DIY Gift: Chai-Infused Sugar

This chai-infused sugar is the very definition of a “last minute homemade gift idea.” Crush some spices, mix them with some granulated sugar and pour it into a pretty little jar. Boom! You’re done!

Plus, this gift re-gives itself again and again. Just tell your lucky recipients to add more sugar now and then to the spices, and they will have a continuous supply of chai-infused sugar.

Chai-Infused Sugar // Savvy Eats #DIYGift #Chai #Recipe #FoodGifts

In case you haven’t picked up on it yet, I have a bit of a chai “problem.”

Well, some people would call it a problem. I call it a deep and abiding love.

I drink chai nearly every day, and I’m constantly brewing up ideas for new chai-flavored recipes (Ha! Brewing…see what I did there?)

This chai-infused sugar might actually be my first chai flavored recipe that doesn’t contain actual tea.  But, it is packed full of the spices that make chai what it is, which is really the most important part. Cinnamon, cardamom, pink peppercorns, ginger all come together to lend a warm spiciness to everything you might add this sugar to.

Personally, I’m loving it in my coffee on those days when I want a bit more caffeine, but am missing that chai spice flavor.   I also used it in these chai shortbread cookies (and skipped the vanilla and ground tea), and think it would be excellent in scones, brownies, or other cookies, too. I want to try it in hot cocoa next!

Exercise tasks —
[1] Reproduce the chai-infused sugar post in full, word for word.
[2] Determine how many lines of the records contain the string "tree" and respond with that number alone.

Provided data —
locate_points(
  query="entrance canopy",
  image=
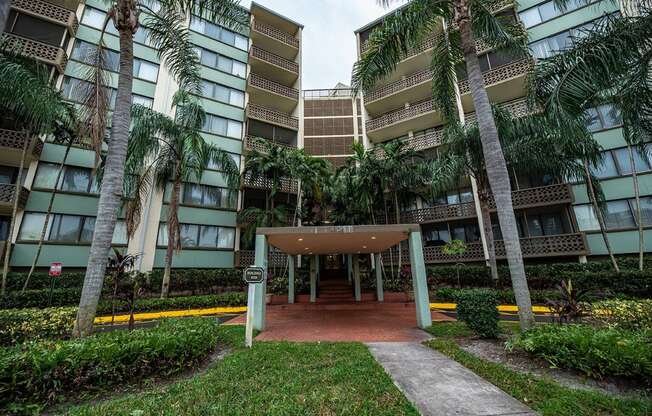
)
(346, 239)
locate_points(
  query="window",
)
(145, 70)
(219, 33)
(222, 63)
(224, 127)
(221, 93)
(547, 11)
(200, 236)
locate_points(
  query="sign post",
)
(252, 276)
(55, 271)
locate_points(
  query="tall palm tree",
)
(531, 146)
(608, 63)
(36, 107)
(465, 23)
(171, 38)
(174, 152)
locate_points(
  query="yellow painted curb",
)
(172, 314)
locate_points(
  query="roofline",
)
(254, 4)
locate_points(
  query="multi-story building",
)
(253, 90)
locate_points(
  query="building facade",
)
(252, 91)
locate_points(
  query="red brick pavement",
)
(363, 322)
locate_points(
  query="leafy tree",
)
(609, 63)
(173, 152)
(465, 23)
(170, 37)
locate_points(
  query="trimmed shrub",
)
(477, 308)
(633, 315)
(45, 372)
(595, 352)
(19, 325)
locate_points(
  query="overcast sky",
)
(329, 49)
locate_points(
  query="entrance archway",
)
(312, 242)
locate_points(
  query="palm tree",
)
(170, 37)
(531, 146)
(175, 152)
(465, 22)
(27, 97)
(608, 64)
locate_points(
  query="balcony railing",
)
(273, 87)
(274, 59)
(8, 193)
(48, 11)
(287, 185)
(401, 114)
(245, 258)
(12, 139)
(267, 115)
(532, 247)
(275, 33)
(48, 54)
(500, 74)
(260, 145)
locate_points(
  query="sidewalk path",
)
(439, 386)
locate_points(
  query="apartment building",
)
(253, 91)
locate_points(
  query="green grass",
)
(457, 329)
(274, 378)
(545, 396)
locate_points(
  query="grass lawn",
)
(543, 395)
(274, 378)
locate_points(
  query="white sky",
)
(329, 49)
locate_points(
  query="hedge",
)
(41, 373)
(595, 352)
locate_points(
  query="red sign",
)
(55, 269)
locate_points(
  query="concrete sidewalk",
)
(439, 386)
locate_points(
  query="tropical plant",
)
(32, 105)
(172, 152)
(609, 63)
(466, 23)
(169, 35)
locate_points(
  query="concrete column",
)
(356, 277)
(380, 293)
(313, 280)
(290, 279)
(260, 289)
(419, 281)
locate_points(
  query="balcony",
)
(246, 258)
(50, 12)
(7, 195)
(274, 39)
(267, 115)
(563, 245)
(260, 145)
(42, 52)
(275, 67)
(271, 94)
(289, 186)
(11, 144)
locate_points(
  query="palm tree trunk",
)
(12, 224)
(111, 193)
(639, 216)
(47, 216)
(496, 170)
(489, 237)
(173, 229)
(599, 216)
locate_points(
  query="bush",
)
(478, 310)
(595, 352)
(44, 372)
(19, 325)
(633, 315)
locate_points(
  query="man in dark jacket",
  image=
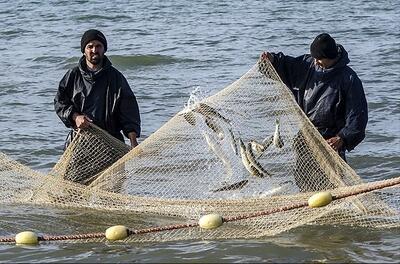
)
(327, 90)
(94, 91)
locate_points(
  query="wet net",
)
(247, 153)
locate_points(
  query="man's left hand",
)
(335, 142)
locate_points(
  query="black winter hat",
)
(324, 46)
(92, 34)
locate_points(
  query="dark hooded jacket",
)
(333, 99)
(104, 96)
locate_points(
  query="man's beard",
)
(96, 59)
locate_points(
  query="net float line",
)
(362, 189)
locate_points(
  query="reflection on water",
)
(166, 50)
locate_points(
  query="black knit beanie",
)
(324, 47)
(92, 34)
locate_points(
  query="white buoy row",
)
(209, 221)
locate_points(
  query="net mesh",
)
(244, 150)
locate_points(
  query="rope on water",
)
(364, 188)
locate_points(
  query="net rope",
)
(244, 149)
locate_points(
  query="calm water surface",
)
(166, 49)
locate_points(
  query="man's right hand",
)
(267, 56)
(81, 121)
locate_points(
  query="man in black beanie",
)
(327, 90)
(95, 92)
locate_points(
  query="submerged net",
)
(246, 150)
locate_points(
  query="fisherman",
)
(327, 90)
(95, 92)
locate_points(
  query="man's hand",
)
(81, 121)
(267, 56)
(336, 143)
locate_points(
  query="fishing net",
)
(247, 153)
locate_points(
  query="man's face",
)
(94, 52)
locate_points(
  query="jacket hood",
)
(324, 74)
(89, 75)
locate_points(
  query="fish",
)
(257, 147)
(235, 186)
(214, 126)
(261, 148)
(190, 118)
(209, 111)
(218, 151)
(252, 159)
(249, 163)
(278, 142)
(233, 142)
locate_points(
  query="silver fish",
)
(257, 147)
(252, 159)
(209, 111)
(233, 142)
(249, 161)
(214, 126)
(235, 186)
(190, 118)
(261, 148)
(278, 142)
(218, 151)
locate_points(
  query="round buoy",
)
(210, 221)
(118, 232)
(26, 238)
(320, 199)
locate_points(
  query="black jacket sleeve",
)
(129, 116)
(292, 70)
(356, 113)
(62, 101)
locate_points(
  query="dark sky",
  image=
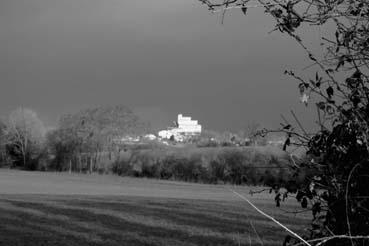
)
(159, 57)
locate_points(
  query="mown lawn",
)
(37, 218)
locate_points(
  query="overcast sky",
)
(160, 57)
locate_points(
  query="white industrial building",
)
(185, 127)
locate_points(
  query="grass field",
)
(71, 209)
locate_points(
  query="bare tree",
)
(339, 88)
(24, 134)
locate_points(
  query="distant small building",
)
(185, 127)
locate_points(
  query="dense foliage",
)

Solutions to the exercise —
[1]
DIY Gift: Chai-Infused Sugar

This chai-infused sugar is the very definition of a “last minute homemade gift idea.” Crush some spices, mix them with some granulated sugar and pour it into a pretty little jar. Boom! You’re done!

Plus, this gift re-gives itself again and again. Just tell your lucky recipients to add more sugar now and then to the spices, and they will have a continuous supply of chai-infused sugar.

Chai-Infused Sugar // Savvy Eats #DIYGift #Chai #Recipe #FoodGifts

In case you haven’t picked up on it yet, I have a bit of a chai “problem.”

Well, some people would call it a problem. I call it a deep and abiding love.

I drink chai nearly every day, and I’m constantly brewing up ideas for new chai-flavored recipes (Ha! Brewing…see what I did there?)

This chai-infused sugar might actually be my first chai flavored recipe that doesn’t contain actual tea.  But, it is packed full of the spices that make chai what it is, which is really the most important part. Cinnamon, cardamom, pink peppercorns, ginger all come together to lend a warm spiciness to everything you might add this sugar to.

Personally, I’m loving it in my coffee on those days when I want a bit more caffeine, but am missing that chai spice flavor.   I also used it in these chai shortbread cookies (and skipped the vanilla and ground tea), and think it would be excellent in scones, brownies, or other cookies, too. I want to try it in hot cocoa next!

[2] 5